- [What the task asks]: All the data should come back exactly as it was given.

Start Dataset records

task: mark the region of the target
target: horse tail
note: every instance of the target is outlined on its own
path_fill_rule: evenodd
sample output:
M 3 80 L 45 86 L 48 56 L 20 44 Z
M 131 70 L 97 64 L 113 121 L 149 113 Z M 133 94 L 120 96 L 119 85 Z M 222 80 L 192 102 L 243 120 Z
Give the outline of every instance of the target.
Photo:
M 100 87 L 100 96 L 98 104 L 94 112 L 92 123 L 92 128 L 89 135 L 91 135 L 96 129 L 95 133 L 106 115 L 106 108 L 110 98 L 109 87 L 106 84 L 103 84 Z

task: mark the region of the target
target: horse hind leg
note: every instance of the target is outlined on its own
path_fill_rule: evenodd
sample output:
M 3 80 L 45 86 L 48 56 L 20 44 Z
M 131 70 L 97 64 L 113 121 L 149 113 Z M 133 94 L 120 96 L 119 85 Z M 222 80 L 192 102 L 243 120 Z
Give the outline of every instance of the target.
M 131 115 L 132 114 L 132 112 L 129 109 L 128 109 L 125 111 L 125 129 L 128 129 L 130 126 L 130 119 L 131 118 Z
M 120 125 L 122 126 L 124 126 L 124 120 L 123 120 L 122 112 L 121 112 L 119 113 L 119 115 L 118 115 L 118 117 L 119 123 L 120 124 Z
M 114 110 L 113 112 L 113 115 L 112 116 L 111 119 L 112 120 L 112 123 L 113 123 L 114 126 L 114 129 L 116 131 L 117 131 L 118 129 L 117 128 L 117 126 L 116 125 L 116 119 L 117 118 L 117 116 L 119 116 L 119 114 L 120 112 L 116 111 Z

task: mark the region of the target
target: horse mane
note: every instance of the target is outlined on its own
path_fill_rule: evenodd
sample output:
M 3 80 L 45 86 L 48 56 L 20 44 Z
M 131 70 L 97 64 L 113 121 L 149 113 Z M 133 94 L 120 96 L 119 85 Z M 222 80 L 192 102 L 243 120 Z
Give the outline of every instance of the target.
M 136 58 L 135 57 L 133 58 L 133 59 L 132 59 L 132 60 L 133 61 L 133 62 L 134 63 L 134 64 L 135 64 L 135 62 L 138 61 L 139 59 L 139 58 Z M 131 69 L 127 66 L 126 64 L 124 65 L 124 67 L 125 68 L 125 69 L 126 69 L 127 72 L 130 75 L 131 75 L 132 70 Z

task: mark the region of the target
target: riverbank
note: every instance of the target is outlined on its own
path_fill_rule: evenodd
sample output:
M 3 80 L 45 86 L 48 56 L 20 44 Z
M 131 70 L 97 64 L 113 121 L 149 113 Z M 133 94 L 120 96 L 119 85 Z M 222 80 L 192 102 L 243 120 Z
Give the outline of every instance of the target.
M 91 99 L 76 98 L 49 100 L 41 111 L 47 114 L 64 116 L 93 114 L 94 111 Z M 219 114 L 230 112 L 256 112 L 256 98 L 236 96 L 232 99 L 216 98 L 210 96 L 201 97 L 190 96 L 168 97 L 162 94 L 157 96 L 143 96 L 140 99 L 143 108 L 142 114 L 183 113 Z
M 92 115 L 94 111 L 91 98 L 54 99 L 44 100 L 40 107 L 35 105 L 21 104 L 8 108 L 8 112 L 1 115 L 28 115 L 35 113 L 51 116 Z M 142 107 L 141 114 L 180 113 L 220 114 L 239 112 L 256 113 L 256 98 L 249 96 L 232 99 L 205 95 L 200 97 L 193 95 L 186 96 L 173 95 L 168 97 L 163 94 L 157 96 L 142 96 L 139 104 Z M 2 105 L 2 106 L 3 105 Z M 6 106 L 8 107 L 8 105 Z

End Dataset records

- [Task result]:
task: mark the region of the target
target: horse tail
note: every instance of the target is outlined on its own
path_fill_rule: evenodd
sample output:
M 3 80 L 45 86 L 48 56 L 20 44 Z
M 131 70 L 97 64 L 113 121 L 149 113 Z M 133 94 L 120 96 L 119 85 Z M 222 80 L 192 102 L 243 120 Z
Give the outline of every instance of the target.
Photo:
M 100 87 L 100 96 L 98 104 L 94 112 L 92 123 L 92 128 L 89 135 L 91 135 L 96 129 L 95 133 L 106 115 L 106 108 L 110 98 L 109 87 L 106 84 L 103 84 Z

task: mark the region of the target
target: horse hind leg
note: every instance of the target is outlined on its own
path_fill_rule: evenodd
sample output:
M 3 80 L 45 86 L 48 56 L 20 44 Z
M 131 70 L 97 64 L 113 121 L 149 113 Z M 133 94 L 120 96 L 119 85 Z M 222 80 L 192 102 L 243 120 Z
Give the outline of every instance of the target.
M 131 115 L 132 114 L 132 112 L 129 109 L 128 109 L 125 111 L 125 129 L 128 129 L 130 126 L 130 119 L 131 118 Z
M 120 125 L 122 126 L 124 126 L 124 120 L 123 120 L 122 112 L 121 112 L 119 113 L 119 115 L 118 115 L 118 117 L 119 123 L 120 124 Z
M 114 110 L 113 112 L 113 115 L 112 116 L 111 119 L 112 120 L 112 123 L 113 123 L 114 126 L 114 129 L 116 131 L 117 131 L 118 129 L 117 128 L 117 126 L 116 125 L 116 119 L 117 118 L 117 116 L 119 116 L 119 114 L 120 112 L 116 111 Z

task: mark the region of the target
target: horse mane
note: every instance of the target is outlined on its own
path_fill_rule: evenodd
sample output:
M 3 80 L 45 86 L 48 56 L 20 44 Z
M 131 70 L 97 64 L 113 121 L 149 113 Z M 133 94 L 120 96 L 119 85 Z M 222 80 L 192 102 L 243 120 Z
Give the outline of every instance of the target.
M 136 58 L 135 57 L 133 58 L 133 59 L 132 59 L 132 60 L 133 61 L 133 62 L 134 63 L 134 64 L 135 64 L 135 62 L 138 61 L 139 59 L 139 58 Z M 131 69 L 127 66 L 126 64 L 124 65 L 124 67 L 125 68 L 125 69 L 126 69 L 127 72 L 130 75 L 131 75 L 132 70 Z

task: mark the region of the target
target: riverbank
note: every instance of the target is outlined on its own
path_fill_rule: evenodd
sample output:
M 3 80 L 45 86 L 48 56 L 20 44 Z
M 131 70 L 97 64 L 113 121 L 149 113 Z M 133 94 L 120 96 L 119 85 Z M 222 80 L 192 102 L 243 120 Z
Give the outline of every instance of the target.
M 91 99 L 76 98 L 49 100 L 41 111 L 47 114 L 64 116 L 93 114 L 94 111 Z M 219 114 L 230 112 L 256 112 L 256 98 L 236 96 L 232 99 L 216 98 L 210 96 L 201 97 L 190 96 L 168 97 L 162 94 L 157 96 L 143 96 L 140 99 L 143 108 L 142 114 L 183 113 Z
M 92 115 L 94 111 L 91 98 L 54 99 L 44 100 L 40 107 L 35 105 L 21 104 L 8 108 L 8 112 L 1 115 L 28 115 L 35 113 L 51 116 Z M 142 107 L 141 114 L 180 113 L 220 114 L 239 112 L 256 113 L 256 98 L 249 96 L 232 99 L 205 95 L 200 97 L 193 95 L 186 96 L 173 95 L 168 97 L 163 94 L 157 96 L 142 96 L 139 104 Z M 2 105 L 2 106 L 3 105 Z M 6 106 L 8 107 L 8 105 Z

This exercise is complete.